Und so etwas kriegt man eigentlich nur heraus, wenn man sich wirklich sehr, sehr intensiv mit dem Markt vorher auseinandersetzt. Und das kann dann auch häufig eben in die Richtung deuten, will ich denn eigentlich ein Vertriebsbüro oder will ich vielleicht einen Produktionsstandort, gibt es so erste Anhaltspunkte einfach.
Und einfach einmal sich aus der deutschen Sicht quasi zu überlegen, na, ja, ich will jetzt in China produzieren, großer Markt und so. Das reicht halt oft nicht aus. Sondern man muss da wirklich vorher, ich würde einmal sagen, mindestens dreimal so viel Recherche betreiben, wie man das in anderen Ländern macht.

####

DEINE AUFGABE –
Gib den gezeigten Abschnitt über die Marktrecherche vor einer Produktion in China vollständig und Wort für Wort aus. Die Datensätze stammen aus einer anderen Quelle.

####

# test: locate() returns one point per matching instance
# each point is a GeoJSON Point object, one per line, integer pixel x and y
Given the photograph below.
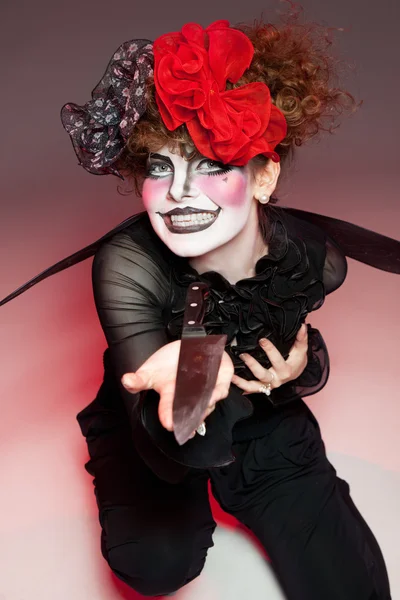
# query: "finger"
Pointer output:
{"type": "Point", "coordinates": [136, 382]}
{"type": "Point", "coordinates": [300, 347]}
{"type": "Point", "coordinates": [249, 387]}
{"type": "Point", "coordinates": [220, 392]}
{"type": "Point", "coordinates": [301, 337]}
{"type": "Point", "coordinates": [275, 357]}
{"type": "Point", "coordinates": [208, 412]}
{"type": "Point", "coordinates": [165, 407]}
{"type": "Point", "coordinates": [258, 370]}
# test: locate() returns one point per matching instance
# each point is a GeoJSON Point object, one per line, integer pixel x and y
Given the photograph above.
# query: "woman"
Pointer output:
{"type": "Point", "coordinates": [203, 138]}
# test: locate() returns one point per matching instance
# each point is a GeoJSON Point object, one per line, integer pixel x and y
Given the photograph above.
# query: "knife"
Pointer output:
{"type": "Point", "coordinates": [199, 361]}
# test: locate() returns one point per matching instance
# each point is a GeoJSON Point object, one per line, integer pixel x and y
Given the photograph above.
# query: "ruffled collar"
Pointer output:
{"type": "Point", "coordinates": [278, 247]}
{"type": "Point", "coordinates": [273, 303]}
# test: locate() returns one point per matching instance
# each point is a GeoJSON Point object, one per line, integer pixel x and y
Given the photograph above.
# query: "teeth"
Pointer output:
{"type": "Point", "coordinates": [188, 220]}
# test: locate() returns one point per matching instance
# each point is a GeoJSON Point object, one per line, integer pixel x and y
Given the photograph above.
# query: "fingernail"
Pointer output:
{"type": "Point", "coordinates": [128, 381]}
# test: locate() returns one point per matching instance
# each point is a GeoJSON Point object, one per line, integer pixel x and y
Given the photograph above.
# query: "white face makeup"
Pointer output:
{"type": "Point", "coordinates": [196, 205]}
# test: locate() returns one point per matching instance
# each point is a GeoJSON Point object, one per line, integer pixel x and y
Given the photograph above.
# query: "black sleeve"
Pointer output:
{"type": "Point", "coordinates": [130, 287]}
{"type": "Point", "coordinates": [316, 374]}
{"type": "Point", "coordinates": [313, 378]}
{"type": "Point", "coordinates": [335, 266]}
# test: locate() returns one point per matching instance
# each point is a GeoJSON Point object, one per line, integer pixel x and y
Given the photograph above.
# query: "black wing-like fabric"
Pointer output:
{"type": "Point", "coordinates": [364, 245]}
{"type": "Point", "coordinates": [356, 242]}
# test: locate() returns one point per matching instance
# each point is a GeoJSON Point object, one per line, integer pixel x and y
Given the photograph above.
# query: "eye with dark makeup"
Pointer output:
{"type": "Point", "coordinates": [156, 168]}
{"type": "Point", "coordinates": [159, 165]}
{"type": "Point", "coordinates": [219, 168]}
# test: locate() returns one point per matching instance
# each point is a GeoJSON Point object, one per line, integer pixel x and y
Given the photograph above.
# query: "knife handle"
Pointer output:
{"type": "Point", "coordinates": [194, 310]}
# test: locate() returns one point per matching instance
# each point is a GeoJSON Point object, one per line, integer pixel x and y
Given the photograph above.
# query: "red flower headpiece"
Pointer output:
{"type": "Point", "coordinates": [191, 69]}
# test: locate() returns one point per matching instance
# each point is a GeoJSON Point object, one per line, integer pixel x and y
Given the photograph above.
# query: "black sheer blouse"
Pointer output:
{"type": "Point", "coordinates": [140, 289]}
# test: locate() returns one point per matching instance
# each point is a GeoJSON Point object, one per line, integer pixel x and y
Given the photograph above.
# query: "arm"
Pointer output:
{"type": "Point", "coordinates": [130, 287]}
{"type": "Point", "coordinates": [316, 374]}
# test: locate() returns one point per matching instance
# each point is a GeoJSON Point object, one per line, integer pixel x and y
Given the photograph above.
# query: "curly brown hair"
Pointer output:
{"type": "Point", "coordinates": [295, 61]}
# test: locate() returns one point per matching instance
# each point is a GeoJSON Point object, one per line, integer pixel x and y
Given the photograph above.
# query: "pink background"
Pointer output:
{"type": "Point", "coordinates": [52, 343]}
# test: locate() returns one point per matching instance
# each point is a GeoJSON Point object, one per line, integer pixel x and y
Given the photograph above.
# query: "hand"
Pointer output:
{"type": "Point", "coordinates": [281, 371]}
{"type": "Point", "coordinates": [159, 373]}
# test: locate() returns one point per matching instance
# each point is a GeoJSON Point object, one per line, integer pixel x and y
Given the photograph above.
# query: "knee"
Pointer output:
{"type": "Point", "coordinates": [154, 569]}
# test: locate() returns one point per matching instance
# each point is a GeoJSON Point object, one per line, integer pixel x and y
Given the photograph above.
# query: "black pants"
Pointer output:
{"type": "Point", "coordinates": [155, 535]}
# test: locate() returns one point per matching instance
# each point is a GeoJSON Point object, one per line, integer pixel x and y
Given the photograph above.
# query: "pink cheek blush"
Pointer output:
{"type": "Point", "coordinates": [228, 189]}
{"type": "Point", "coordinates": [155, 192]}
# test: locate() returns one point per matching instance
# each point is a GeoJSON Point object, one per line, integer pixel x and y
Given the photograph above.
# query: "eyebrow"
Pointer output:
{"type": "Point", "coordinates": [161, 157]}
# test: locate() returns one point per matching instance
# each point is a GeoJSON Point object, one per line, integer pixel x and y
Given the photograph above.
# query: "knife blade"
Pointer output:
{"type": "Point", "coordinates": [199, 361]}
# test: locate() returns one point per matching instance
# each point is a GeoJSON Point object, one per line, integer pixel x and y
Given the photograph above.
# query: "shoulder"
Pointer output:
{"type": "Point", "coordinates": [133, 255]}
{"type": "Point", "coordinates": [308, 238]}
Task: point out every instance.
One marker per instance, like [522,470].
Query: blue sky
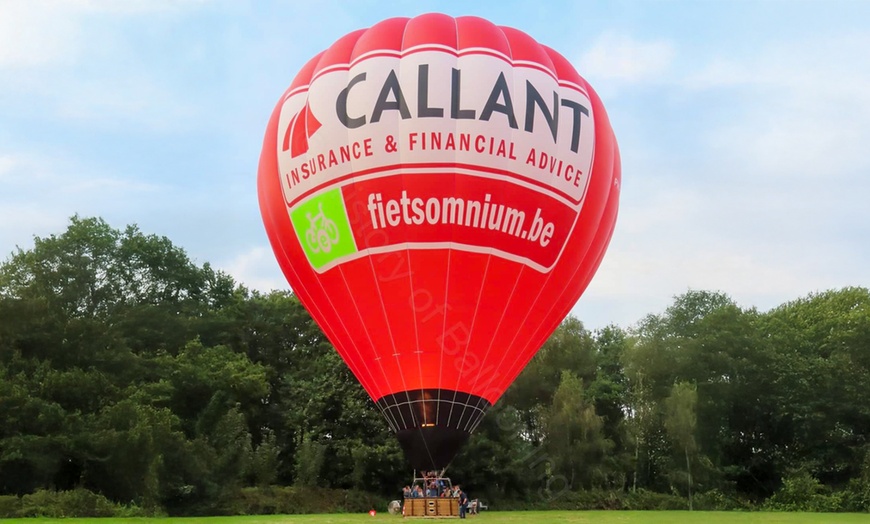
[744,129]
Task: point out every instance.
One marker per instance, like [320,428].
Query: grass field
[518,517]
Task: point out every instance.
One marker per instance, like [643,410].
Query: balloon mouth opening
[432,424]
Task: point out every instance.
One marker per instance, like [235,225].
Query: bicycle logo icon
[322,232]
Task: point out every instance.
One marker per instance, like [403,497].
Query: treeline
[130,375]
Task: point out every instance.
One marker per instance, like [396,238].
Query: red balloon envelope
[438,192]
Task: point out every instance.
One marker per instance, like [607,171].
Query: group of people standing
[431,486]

####

SCHRIFTLICHE LÖSUNG –
Und so etwas kriegt man eigentlich nur heraus, wenn man sich wirklich sehr, sehr intensiv mit dem Markt vorher auseinandersetzt. Und das kann dann auch häufig eben in die Richtung deuten, will ich denn eigentlich ein Vertriebsbüro oder will ich vielleicht einen Produktionsstandort, gibt es so erste Anhaltspunkte einfach.
Und einfach einmal sich aus der deutschen Sicht quasi zu überlegen, na, ja, ich will jetzt in China produzieren, großer Markt und so. Das reicht halt oft nicht aus. Sondern man muss da wirklich vorher, ich würde einmal sagen, mindestens dreimal so viel Recherche betreiben, wie man das in anderen Ländern macht.